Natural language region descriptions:
━━━━━━

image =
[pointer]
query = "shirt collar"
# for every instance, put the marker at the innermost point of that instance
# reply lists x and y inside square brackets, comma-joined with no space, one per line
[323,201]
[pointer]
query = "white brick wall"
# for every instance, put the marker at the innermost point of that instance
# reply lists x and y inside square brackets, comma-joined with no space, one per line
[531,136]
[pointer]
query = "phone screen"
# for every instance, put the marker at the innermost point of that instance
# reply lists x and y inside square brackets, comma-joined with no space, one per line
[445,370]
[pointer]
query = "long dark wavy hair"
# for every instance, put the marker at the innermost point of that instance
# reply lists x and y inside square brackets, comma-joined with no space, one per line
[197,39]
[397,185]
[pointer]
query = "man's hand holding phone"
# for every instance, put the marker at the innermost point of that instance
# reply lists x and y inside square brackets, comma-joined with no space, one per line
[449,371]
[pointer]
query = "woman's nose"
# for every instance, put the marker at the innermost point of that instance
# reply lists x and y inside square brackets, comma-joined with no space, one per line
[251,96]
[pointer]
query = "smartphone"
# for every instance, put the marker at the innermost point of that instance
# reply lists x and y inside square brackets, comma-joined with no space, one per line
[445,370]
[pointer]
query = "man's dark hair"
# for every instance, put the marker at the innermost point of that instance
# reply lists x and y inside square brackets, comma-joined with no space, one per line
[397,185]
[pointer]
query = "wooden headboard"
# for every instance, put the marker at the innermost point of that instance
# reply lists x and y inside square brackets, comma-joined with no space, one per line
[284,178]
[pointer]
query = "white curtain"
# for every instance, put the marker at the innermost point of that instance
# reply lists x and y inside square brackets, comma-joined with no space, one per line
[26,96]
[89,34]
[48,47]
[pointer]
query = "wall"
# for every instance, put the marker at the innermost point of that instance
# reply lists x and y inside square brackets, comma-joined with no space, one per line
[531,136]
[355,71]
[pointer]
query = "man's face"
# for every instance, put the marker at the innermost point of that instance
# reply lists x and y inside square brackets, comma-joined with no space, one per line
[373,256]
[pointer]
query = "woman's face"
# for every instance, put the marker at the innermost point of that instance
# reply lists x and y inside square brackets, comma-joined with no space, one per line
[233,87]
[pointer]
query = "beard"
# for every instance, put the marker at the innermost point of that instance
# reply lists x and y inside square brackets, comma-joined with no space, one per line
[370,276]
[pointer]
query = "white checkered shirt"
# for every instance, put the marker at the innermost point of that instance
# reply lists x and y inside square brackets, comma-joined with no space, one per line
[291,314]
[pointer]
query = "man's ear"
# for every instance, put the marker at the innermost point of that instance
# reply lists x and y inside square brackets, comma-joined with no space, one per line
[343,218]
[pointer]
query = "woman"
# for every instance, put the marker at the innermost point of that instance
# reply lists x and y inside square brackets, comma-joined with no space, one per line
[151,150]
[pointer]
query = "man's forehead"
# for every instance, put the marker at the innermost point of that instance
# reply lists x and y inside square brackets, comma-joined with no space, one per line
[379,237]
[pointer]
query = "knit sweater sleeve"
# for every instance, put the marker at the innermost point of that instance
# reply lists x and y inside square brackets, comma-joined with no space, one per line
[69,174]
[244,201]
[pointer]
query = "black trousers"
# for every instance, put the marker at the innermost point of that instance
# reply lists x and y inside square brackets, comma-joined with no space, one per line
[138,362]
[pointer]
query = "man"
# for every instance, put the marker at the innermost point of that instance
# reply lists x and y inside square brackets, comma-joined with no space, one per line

━━━━━━

Assignment: Only lines that contain "hair" are needed, so copy each of them from the data.

Task result:
query = "long dark wavy hair"
query = "man's dark hair"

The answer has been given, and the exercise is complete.